[Recorded data]
┏━━

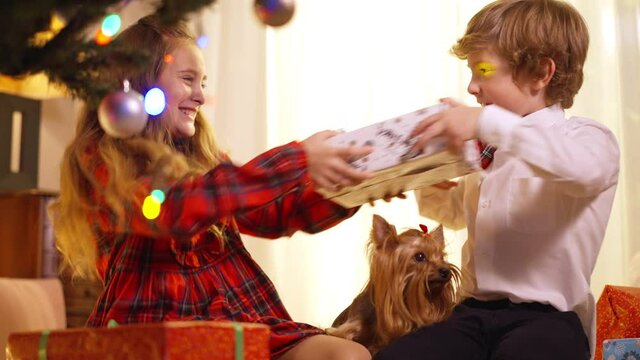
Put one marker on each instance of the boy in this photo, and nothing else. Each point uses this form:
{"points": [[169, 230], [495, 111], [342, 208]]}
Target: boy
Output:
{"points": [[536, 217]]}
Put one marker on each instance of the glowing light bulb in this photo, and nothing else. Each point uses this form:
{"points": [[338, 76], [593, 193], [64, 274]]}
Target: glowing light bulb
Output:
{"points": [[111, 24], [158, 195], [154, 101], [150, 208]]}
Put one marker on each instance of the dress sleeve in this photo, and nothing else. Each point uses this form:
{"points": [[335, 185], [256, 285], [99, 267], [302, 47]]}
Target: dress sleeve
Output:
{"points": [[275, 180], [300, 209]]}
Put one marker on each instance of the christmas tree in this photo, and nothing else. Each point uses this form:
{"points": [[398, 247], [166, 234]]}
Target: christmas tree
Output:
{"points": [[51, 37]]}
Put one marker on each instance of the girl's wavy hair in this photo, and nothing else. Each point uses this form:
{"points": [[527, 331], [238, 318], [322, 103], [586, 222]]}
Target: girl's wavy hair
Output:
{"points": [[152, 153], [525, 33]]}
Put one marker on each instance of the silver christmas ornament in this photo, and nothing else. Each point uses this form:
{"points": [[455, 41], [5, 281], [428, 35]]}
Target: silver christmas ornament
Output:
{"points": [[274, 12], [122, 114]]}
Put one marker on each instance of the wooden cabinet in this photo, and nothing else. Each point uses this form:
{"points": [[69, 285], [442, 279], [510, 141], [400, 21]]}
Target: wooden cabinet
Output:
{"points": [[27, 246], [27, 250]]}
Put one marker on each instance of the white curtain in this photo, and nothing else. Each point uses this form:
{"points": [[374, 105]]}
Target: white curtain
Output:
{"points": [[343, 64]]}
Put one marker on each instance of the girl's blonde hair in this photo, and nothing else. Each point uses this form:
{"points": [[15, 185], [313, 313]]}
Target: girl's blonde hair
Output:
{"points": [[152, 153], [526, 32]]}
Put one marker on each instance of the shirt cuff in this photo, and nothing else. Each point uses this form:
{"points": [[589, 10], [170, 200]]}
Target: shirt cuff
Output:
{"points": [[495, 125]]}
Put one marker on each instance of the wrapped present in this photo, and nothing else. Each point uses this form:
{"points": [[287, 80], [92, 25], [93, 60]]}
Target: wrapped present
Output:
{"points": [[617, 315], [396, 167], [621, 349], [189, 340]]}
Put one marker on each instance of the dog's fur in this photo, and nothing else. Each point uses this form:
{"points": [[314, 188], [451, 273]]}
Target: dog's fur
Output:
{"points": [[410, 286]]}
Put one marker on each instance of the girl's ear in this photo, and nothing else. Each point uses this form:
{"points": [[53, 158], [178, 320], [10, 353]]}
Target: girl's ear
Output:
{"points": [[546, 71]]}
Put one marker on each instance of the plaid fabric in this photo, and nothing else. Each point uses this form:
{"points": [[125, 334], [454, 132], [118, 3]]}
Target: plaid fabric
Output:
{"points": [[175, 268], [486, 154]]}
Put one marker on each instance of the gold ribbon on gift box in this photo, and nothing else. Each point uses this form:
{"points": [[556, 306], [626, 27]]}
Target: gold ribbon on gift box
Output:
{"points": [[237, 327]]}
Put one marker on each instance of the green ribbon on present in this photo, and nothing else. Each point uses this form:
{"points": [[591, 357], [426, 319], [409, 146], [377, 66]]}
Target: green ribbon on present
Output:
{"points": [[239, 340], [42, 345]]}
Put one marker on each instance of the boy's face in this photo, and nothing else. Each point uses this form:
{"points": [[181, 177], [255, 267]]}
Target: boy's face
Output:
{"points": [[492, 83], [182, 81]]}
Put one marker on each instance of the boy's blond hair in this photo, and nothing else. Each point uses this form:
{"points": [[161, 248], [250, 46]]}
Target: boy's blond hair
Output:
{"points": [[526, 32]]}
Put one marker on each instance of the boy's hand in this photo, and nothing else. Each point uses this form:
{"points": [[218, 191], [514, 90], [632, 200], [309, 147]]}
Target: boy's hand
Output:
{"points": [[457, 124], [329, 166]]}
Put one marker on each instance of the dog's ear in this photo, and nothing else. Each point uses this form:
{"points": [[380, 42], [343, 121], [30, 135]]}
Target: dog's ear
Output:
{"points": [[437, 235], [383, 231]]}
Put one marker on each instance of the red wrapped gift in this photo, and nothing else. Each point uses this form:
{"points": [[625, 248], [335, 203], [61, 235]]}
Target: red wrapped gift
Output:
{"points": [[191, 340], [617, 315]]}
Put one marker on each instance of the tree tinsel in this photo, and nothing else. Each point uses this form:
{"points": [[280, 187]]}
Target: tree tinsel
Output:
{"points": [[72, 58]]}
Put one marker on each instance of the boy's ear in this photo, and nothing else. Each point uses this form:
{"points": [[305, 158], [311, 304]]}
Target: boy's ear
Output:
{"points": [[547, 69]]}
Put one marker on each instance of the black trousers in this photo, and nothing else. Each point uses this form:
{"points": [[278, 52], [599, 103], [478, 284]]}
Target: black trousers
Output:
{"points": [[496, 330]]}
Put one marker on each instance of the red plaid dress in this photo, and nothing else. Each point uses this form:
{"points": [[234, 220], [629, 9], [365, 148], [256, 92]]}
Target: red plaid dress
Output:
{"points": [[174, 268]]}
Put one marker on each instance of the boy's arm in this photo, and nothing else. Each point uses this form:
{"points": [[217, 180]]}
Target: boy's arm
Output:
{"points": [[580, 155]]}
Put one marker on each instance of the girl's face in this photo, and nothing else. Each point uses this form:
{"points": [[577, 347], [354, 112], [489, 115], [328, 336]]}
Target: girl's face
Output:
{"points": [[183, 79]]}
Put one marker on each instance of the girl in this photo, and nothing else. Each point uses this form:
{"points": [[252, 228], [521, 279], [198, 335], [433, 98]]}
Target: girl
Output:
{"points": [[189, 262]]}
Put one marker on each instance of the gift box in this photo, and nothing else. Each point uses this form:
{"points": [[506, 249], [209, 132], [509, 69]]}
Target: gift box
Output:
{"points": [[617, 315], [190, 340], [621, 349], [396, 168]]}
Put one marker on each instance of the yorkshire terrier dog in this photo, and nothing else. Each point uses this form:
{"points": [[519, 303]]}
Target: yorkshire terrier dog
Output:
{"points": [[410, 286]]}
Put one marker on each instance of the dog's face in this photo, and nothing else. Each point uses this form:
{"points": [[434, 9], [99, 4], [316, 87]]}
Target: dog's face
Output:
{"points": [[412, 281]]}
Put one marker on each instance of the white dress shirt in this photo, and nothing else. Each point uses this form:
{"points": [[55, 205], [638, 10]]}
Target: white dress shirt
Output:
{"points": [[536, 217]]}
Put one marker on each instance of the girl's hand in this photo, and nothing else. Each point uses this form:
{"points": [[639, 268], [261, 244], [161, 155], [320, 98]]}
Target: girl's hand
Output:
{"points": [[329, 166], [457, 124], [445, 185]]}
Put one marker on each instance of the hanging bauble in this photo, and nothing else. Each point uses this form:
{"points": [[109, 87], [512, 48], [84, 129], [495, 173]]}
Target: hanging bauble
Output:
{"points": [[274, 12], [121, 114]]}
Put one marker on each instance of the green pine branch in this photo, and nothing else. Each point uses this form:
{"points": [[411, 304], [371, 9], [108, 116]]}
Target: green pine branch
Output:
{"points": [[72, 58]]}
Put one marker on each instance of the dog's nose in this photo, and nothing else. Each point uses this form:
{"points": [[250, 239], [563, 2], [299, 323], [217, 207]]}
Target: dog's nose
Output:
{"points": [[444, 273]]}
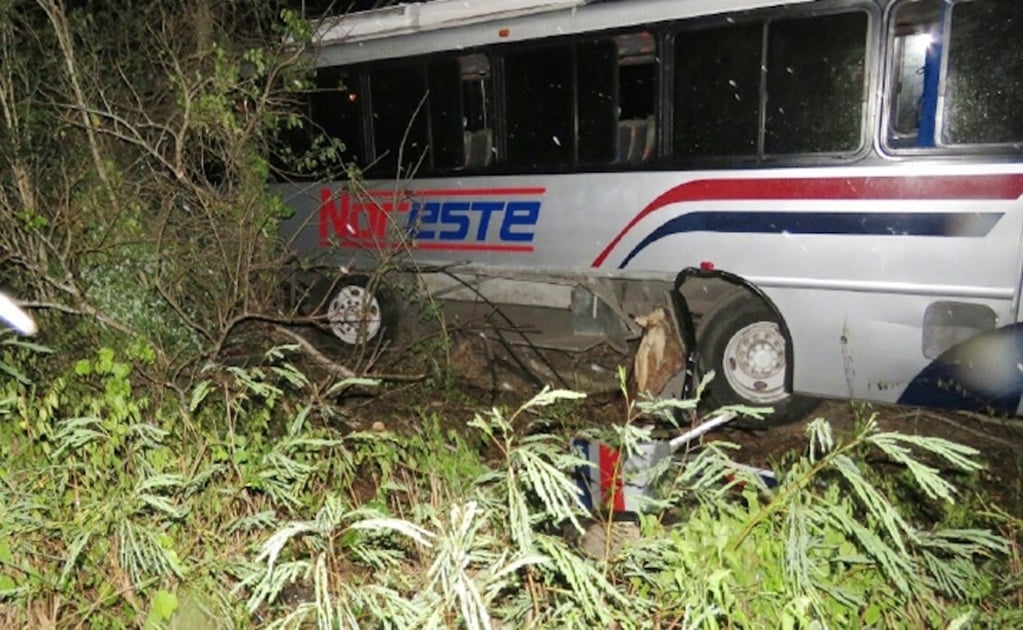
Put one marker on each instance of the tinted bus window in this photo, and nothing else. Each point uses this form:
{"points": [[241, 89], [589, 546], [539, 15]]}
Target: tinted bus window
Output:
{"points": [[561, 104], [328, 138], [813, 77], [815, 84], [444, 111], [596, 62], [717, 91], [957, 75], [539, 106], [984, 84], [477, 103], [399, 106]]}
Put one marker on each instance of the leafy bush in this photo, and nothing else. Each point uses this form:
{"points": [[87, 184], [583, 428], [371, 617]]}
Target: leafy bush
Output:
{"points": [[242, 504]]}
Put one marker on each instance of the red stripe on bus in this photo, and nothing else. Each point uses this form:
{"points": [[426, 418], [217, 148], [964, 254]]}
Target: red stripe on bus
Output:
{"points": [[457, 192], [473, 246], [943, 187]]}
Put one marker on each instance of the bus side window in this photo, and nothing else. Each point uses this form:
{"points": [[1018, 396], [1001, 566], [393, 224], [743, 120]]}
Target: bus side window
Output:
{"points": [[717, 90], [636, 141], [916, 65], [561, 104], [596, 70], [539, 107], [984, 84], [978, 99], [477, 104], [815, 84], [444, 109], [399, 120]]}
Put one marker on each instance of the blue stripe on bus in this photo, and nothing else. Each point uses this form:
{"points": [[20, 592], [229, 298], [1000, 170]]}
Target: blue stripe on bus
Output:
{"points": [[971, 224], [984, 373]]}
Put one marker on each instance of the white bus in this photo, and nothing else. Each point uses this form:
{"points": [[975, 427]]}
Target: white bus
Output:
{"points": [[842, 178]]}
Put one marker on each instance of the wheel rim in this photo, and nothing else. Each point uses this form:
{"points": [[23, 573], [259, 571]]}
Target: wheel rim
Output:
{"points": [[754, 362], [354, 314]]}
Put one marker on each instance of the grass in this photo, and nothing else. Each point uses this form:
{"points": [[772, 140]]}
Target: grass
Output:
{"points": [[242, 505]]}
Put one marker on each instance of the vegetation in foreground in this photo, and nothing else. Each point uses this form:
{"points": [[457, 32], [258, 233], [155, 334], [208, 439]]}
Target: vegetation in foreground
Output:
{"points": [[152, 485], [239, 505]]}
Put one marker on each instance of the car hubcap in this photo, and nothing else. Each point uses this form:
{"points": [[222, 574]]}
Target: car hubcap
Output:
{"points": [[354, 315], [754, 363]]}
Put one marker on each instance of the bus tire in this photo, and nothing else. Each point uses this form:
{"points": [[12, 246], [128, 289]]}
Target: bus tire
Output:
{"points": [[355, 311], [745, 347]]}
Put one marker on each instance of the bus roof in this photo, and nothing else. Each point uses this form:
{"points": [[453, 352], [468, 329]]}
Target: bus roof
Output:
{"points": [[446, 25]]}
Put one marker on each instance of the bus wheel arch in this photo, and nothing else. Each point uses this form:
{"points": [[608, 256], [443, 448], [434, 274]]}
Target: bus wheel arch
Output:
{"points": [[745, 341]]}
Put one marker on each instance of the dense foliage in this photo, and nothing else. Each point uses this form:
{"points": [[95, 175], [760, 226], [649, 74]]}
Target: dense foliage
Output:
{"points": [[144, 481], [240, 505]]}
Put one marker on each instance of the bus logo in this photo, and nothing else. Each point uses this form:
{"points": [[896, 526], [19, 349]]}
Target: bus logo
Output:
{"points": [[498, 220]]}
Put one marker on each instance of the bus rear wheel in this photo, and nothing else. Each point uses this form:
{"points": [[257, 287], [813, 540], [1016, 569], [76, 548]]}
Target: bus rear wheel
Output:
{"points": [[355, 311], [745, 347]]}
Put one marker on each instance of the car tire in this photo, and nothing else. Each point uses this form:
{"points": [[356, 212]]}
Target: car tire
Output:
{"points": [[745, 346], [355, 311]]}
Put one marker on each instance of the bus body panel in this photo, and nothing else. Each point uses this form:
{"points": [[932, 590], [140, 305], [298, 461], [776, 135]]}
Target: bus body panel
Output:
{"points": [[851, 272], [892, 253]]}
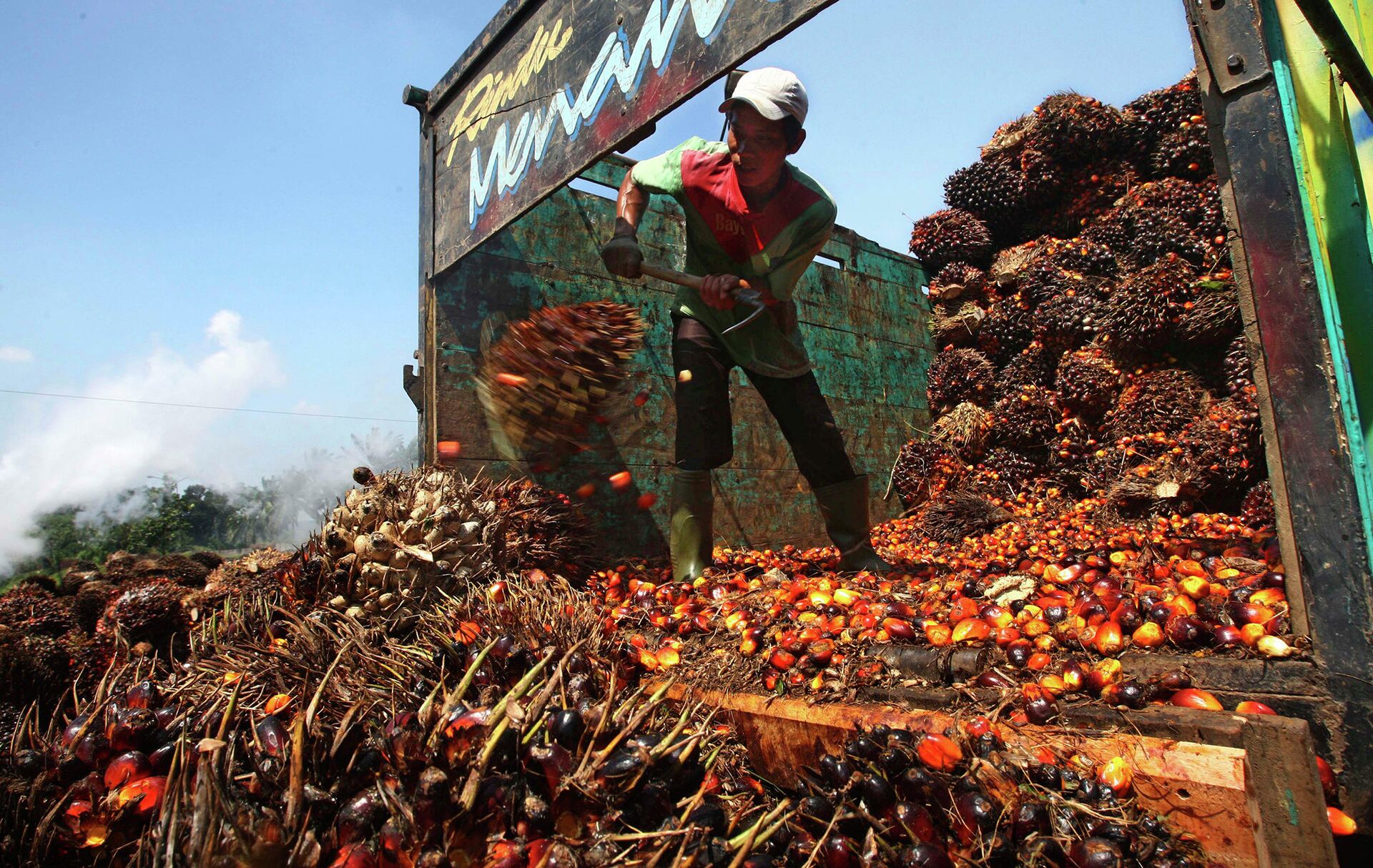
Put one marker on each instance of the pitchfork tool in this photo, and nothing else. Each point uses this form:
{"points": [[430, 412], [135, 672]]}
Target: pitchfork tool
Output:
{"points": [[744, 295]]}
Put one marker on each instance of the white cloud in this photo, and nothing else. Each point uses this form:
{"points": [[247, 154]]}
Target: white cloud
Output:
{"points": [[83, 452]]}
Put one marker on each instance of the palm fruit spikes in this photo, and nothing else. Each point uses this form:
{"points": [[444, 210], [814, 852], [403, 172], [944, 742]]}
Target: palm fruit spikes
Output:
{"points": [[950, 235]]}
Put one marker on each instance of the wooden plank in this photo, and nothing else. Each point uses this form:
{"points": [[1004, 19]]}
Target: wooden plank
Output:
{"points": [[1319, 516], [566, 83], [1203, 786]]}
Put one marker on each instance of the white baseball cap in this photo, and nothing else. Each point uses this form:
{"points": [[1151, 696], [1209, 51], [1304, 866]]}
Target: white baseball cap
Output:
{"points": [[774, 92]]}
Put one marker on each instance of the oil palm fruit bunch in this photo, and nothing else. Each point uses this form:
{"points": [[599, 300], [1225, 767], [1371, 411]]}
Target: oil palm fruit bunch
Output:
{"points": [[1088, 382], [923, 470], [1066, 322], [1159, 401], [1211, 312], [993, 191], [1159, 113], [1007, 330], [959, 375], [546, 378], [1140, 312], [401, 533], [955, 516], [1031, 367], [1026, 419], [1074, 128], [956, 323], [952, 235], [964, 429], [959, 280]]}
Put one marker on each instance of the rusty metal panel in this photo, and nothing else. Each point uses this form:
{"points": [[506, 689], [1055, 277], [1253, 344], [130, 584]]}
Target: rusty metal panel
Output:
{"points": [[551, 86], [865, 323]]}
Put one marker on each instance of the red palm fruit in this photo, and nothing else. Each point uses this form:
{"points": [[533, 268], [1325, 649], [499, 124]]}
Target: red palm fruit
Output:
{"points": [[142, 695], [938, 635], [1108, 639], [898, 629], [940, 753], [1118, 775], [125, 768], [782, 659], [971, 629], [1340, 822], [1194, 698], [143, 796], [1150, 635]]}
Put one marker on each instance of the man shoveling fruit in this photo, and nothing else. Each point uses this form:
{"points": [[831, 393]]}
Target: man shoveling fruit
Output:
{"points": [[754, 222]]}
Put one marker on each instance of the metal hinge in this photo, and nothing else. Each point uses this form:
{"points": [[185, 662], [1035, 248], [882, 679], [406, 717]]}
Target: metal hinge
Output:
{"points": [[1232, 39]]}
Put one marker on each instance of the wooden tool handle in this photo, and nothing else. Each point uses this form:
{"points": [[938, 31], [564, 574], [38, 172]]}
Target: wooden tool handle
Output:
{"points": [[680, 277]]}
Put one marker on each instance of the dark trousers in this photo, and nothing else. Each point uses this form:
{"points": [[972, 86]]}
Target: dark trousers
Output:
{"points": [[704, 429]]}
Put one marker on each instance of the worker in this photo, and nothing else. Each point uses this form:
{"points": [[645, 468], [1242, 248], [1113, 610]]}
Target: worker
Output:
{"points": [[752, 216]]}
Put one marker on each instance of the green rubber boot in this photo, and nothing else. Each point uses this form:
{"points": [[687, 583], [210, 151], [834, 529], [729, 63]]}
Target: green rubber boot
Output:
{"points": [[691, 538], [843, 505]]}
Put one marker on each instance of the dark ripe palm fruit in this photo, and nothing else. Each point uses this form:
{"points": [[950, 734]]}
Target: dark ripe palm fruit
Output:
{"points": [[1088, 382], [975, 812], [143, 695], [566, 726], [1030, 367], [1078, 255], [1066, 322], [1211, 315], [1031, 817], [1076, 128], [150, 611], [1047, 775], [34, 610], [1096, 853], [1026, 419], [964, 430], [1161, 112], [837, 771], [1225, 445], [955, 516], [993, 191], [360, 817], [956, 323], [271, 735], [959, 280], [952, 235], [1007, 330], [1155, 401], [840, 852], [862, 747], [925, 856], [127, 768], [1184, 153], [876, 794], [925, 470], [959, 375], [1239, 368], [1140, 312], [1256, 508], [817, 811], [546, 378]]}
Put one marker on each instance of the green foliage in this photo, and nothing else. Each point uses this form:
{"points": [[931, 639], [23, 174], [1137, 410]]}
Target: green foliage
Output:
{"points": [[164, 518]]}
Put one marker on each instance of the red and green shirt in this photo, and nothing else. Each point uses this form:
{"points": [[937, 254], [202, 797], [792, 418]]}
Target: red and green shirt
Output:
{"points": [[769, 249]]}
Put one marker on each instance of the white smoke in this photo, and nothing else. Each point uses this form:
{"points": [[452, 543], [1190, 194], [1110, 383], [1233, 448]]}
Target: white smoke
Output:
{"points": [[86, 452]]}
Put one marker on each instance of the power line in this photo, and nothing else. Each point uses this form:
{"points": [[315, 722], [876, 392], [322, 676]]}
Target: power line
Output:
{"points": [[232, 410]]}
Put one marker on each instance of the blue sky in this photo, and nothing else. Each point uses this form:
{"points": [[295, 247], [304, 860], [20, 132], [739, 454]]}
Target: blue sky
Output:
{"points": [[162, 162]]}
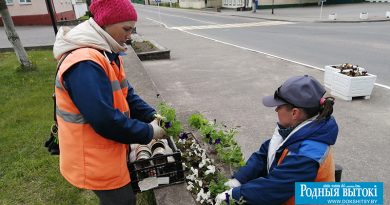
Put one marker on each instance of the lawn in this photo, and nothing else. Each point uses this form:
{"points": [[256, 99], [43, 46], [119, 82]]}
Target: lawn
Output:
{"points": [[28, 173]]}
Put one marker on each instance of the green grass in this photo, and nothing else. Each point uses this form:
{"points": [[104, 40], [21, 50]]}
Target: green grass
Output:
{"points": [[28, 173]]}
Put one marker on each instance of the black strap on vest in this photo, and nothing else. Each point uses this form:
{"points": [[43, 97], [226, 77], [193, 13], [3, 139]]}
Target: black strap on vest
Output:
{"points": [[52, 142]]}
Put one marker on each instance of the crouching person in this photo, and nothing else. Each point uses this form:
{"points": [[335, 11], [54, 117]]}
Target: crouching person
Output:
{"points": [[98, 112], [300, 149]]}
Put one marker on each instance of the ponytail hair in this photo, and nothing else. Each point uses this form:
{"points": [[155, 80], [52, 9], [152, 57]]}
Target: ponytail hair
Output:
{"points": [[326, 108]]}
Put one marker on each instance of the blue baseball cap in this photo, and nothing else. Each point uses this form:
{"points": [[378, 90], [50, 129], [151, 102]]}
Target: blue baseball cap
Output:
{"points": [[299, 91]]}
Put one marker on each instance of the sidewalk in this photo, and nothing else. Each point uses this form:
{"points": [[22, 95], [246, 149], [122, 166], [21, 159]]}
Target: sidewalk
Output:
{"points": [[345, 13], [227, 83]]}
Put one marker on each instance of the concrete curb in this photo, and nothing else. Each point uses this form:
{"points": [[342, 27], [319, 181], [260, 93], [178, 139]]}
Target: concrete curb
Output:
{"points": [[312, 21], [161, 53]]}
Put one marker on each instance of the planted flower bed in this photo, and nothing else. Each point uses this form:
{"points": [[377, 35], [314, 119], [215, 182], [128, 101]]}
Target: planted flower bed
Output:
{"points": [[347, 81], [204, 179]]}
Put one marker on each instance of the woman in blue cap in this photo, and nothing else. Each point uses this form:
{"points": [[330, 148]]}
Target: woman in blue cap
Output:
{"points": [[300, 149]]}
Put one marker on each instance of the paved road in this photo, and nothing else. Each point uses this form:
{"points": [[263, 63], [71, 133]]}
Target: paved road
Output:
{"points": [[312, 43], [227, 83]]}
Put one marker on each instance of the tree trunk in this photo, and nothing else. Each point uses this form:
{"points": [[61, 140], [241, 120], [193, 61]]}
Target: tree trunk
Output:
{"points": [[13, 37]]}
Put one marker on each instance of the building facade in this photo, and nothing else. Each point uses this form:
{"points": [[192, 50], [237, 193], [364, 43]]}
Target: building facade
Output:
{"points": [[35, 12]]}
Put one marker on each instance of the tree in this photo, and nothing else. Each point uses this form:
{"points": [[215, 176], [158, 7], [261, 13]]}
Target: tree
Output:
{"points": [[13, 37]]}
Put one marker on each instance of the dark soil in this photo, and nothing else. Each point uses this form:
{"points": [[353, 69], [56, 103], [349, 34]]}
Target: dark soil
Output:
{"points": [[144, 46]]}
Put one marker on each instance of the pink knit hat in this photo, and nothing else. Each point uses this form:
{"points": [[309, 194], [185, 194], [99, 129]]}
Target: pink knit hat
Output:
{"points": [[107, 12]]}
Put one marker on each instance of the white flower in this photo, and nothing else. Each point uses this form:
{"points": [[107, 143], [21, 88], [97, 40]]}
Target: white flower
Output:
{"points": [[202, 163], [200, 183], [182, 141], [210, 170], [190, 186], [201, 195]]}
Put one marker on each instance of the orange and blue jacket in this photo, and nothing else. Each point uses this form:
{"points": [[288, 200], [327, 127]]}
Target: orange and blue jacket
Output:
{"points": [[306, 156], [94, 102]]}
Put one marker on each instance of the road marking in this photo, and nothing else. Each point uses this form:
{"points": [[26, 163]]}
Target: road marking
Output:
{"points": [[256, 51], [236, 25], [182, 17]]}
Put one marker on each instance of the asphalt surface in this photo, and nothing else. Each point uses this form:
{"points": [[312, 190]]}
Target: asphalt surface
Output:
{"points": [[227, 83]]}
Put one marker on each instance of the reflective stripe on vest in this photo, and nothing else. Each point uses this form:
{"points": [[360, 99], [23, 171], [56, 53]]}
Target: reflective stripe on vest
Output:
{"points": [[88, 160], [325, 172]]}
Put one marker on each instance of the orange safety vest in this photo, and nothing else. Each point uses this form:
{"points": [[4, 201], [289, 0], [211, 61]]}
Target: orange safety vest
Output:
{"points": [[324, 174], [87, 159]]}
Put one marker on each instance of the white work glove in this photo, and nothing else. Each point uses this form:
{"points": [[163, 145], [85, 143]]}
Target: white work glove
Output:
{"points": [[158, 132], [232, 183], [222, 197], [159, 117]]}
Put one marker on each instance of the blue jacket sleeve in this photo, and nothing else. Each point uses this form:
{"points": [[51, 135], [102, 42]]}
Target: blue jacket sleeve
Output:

┗━━

## Aim of the task
For this exercise, please retype exactly the lines in the listing from the line with "Put one marker on each instance of the white flower" through its last line, both ends included.

## Exercise output
Put one marker on each instance of the white flower in this photo, and nothing else. Each point uses this form:
{"points": [[107, 143], [21, 88], [97, 40]]}
Target: white flower
Output:
{"points": [[202, 163], [200, 183], [182, 141], [210, 170], [190, 186], [201, 195]]}
Put one marker on each instance of the orange and blue jacket in this photo, and nothing else. Each point uses this form:
{"points": [[288, 200], [327, 127]]}
Target: orange and blue jacket
Output:
{"points": [[306, 156], [94, 102]]}
Put one marker on each instance of the road marking in this photo, and nothing else. Each point uses this form:
{"points": [[26, 163]]}
Target: road marking
Output:
{"points": [[256, 51], [236, 25], [182, 17]]}
Put one marker on each instance of the asphalt surface in this photo, and nothing else. Each point uses this form:
{"points": [[312, 190]]}
Target: asphalt surface
Output:
{"points": [[227, 83]]}
Put one marker on each instance of the reflective stripe on vest in this photo, and nothing else. Each point uses this form:
{"points": [[360, 99], [23, 171], [56, 53]]}
Target: reflective stripe on vest
Output:
{"points": [[88, 160], [325, 172]]}
Put one marker on each instance of the orange safety vest in this photo, and nothing else. Each point uses this form:
{"points": [[4, 201], [289, 0], [211, 61]]}
Target: orange safety vest
Output:
{"points": [[324, 174], [87, 159]]}
Put one marker on each instance of the white work glove in this photo, and nothing else. Each point uses this form:
{"points": [[163, 145], [85, 143]]}
Target: white work glove
Output:
{"points": [[158, 132], [232, 183], [222, 197], [159, 117]]}
Put one marker on each instance of the blue jacket sleeve in this photo, and nothing else. Each point uses this form:
{"points": [[51, 135], [102, 42]]}
Target: blue jacket sleeve
Output:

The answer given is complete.